In this experiment, there were no significant differences in incongruent and control conditions within G1 and G2. Contrary to expectations, there were no significant differences in the dependent variables (RT and number of correct responses) between the three levels of the congruency. It could be entertained that incongruent stimuli do not differ semantically from control stimuli. At a computational processing level, incongruent stimuli were different from the fruit being tasted. Nevertheless, they were similar to the control since they were both words that did not generate differences in computational expense in the flavour identification process. However, in order to provide more insight for this alternative explanation, it is necessary to carry out semantic gradient experiments over a scale of incongruent stimuli. Thus, it is suggested a study be conducted of semantic gradient with two levels of incongruent stimuli according to the semantic distance between words of incongruent stimuli and flavour stimuli. For example, for the peach flavour stimulus, the visual stimulus conflicting could be damask. Both of these stimuli, peach and damask, are similar in flavour and visual appearance. In contrast, peaches and apples are dissimilar in flavour and in visual appearance.

## Given information:
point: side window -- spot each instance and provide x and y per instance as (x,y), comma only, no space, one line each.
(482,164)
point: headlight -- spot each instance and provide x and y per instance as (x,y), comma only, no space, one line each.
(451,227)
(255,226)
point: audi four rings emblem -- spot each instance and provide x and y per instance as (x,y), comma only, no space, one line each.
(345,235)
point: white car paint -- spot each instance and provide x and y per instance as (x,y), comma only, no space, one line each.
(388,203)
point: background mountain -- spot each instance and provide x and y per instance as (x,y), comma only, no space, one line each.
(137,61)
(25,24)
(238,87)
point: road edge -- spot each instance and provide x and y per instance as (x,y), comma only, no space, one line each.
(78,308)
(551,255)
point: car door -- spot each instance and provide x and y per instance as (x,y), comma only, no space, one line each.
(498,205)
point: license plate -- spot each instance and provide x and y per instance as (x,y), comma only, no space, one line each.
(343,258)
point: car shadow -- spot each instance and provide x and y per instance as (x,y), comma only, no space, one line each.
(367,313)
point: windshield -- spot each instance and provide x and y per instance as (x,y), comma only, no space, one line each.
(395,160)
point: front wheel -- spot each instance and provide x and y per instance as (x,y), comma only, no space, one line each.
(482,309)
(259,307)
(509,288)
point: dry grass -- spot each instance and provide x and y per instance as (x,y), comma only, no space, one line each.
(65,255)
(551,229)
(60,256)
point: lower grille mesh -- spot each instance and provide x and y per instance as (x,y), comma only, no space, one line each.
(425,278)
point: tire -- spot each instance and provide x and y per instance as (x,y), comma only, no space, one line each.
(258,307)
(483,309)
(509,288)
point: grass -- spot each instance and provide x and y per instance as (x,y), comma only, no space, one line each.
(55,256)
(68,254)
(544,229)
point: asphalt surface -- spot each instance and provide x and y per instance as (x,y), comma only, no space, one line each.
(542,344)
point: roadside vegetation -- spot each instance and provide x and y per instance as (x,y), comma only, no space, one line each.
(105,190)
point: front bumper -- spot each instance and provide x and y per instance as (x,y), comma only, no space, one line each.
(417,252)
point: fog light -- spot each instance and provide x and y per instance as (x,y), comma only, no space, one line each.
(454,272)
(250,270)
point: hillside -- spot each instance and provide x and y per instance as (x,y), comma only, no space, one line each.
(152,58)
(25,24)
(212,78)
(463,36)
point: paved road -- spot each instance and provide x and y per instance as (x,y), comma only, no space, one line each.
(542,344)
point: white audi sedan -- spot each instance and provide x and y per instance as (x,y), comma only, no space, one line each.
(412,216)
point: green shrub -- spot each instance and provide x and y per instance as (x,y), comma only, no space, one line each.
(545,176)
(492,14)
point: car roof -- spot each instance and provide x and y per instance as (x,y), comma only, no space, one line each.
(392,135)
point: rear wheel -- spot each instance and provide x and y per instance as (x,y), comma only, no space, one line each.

## Given exercise 1:
Name every fruit mentioned in the passage on flavour identification.
## Given exercise 2:
Write a continuation of the passage on flavour identification that picks up after its final sentence.
The material shown above is separate from the passage on flavour identification.

## Reply 1:
Peach, damask, apple

## Reply 2:
A limitation of the current study is the use of a specific selection of flavour stimuli. It is recommended to extend this selection to include stimuli that meet the same validation conditions used here. However, an advantage of the current study is the natural condition of the materials used. Pureed fruits were administered at room temperature, unlike other studies which used artificial essences as stimuli. All stimuli used in the current study belonged to the usual diet of the participants. These results are important because they provide evidence of adaptation of the organism to the environment (Pinker, 1997).

Another limitation of this study was the omission of digitally controlled, audio stimuli. Instead, it was decided to use in vivo auditory stimuli to maintain the same ecological condition that was used to produce the gustatory materials. This ecological condition is favourable, because it adapted materials to participants (Dhami, Hertwig, & Hoffrage, 2004). However, it is also possible that it introduced uncontrolled variations. For the same reason, earphones were not employed. Consequently, the laboratory was prepared in such a way as to minimize external noise. We recommend using computerized audio recordings and earphones in future studies to explore possible variations thereon.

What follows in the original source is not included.